● **Material supplied**

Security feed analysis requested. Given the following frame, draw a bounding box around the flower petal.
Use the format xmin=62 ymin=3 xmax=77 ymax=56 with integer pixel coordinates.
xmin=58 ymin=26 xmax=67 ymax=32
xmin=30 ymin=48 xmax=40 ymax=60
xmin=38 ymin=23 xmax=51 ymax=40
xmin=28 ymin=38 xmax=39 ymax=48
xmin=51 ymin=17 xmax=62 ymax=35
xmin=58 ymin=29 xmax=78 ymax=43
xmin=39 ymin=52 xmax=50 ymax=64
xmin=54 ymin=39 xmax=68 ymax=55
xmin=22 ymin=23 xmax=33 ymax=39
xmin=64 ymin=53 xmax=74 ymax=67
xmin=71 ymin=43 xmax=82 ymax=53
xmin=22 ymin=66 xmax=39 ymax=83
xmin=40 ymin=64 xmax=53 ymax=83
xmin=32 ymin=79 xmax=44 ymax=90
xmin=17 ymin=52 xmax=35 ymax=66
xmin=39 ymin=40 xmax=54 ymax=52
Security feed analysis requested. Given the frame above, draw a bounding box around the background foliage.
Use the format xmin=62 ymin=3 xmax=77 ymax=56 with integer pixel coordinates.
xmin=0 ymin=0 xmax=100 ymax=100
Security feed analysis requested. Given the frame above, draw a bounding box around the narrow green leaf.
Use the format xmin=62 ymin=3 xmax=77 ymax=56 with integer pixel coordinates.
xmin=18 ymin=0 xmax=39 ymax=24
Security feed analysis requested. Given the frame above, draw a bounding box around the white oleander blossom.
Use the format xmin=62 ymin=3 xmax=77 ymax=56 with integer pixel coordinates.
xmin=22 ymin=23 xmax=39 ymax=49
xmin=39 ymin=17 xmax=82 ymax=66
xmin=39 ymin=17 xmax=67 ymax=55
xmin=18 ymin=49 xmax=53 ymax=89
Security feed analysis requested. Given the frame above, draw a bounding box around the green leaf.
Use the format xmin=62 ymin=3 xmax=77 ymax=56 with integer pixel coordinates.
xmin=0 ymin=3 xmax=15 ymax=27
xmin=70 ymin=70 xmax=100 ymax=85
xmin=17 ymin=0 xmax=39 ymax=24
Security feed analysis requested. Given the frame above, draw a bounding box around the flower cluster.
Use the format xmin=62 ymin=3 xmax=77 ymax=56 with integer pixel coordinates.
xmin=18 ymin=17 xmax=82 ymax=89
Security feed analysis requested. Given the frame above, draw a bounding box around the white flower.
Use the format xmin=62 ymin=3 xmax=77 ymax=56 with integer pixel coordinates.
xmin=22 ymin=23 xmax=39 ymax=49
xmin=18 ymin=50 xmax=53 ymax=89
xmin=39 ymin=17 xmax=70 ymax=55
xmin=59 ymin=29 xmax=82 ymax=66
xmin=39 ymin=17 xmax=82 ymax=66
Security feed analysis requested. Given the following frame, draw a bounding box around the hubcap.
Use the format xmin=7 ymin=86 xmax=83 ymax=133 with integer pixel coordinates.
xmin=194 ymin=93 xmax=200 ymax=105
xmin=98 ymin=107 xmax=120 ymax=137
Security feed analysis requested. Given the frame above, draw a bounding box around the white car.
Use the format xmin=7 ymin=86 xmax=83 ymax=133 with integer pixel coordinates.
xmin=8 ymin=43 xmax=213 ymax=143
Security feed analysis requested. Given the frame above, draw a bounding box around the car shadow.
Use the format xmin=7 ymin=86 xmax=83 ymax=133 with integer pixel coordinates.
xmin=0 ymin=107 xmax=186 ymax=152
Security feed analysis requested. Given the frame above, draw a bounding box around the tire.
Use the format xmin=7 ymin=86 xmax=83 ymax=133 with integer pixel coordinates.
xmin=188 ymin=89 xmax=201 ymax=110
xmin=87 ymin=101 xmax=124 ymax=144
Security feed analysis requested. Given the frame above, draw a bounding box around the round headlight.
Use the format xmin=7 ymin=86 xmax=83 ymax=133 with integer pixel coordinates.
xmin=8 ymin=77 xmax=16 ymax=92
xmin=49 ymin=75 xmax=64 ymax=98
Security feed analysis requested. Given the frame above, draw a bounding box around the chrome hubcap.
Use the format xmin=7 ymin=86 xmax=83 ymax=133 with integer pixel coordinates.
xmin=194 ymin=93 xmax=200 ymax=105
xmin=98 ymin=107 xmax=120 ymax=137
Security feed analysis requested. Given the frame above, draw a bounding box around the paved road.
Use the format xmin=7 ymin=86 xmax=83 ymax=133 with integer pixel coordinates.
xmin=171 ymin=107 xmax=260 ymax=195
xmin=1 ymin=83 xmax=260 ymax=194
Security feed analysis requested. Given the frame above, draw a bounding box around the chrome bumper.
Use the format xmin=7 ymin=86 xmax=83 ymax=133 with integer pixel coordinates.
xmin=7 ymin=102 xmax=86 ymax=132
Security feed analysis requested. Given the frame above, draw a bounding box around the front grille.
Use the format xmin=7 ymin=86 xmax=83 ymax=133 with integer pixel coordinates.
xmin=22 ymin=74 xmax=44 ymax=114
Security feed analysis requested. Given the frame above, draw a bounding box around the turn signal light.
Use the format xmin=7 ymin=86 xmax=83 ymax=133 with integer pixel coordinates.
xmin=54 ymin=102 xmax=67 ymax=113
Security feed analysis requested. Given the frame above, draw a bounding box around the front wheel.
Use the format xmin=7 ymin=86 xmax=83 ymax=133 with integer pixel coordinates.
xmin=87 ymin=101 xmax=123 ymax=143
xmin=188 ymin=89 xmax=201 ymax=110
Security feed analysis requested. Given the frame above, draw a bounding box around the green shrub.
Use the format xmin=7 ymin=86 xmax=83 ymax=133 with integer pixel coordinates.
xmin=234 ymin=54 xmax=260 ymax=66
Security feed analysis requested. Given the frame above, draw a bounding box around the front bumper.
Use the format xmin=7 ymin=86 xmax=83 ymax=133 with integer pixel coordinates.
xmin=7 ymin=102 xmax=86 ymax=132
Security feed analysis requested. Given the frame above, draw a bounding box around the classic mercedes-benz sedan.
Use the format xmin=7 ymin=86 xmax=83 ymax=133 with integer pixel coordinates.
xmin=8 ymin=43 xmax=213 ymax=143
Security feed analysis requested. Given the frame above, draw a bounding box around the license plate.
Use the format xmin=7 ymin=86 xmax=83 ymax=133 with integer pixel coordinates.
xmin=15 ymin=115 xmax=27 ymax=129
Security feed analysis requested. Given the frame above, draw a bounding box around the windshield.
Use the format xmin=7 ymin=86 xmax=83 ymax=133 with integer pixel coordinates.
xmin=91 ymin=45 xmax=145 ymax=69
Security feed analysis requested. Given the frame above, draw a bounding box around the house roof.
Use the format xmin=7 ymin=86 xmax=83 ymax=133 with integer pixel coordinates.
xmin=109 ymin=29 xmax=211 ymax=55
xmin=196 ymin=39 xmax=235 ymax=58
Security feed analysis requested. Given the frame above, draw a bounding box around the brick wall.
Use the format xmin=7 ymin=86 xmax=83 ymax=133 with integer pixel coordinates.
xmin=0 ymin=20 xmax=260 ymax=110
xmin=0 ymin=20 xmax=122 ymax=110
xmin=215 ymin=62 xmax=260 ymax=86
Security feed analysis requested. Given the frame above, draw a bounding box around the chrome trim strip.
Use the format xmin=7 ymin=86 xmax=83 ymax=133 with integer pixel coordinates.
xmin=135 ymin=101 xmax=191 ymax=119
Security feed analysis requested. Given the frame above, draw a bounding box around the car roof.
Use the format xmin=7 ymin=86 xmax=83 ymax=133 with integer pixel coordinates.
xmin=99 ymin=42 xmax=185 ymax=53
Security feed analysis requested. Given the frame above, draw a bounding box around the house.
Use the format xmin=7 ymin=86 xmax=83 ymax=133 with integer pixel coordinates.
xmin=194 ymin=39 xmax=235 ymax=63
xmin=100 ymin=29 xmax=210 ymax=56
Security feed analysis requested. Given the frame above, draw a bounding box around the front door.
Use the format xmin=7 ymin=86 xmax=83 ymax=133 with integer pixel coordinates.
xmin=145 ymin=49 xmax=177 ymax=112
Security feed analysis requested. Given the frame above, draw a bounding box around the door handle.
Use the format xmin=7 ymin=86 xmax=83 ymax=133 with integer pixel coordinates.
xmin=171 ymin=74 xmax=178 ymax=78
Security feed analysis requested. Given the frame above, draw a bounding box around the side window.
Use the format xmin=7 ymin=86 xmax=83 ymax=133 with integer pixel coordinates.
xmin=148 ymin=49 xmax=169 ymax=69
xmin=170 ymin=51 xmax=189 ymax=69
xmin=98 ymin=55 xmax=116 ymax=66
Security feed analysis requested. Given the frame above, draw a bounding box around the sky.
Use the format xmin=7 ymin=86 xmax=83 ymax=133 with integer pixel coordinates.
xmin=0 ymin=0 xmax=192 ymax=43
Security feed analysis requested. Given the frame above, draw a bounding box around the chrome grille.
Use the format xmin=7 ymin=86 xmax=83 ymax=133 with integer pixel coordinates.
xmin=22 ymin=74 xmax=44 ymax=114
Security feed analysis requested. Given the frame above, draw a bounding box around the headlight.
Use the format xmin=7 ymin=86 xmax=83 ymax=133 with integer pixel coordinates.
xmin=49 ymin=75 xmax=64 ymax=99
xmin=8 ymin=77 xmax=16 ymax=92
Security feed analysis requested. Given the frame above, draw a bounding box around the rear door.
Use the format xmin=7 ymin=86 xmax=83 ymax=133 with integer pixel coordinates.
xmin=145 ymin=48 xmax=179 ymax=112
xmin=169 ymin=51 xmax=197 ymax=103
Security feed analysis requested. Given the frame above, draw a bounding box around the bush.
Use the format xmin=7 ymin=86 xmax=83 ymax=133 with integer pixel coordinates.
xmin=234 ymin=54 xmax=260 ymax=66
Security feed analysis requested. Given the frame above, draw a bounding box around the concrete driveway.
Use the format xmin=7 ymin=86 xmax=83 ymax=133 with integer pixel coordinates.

● **Problem description**
Copy the entries from the first line up to and including the line with "xmin=18 ymin=0 xmax=39 ymax=24", swapping "integer" for "whole-number" and keeping everything else the same.

● **Result of this task**
Security feed analysis requested. Given the following frame, draw a bounding box around the flower petal.
Use the format xmin=62 ymin=3 xmax=77 ymax=56 with whole-number pixel coordinates.
xmin=58 ymin=26 xmax=67 ymax=32
xmin=30 ymin=48 xmax=40 ymax=60
xmin=38 ymin=23 xmax=51 ymax=40
xmin=28 ymin=38 xmax=39 ymax=48
xmin=51 ymin=17 xmax=62 ymax=35
xmin=58 ymin=29 xmax=78 ymax=43
xmin=39 ymin=52 xmax=50 ymax=64
xmin=54 ymin=39 xmax=68 ymax=55
xmin=22 ymin=23 xmax=33 ymax=39
xmin=64 ymin=53 xmax=74 ymax=67
xmin=71 ymin=43 xmax=82 ymax=53
xmin=22 ymin=66 xmax=39 ymax=83
xmin=40 ymin=64 xmax=53 ymax=83
xmin=32 ymin=79 xmax=44 ymax=90
xmin=17 ymin=52 xmax=35 ymax=66
xmin=39 ymin=40 xmax=54 ymax=52
Security feed analysis requested. Given the frame above, draw a bounding box around the background foliage.
Use the format xmin=62 ymin=3 xmax=77 ymax=56 with whole-number pixel coordinates.
xmin=0 ymin=0 xmax=100 ymax=100
Security feed analysis requested. Given the frame above, draw a bounding box around the narrow green leaf.
Use the format xmin=62 ymin=3 xmax=77 ymax=56 with whole-number pixel coordinates.
xmin=18 ymin=0 xmax=39 ymax=24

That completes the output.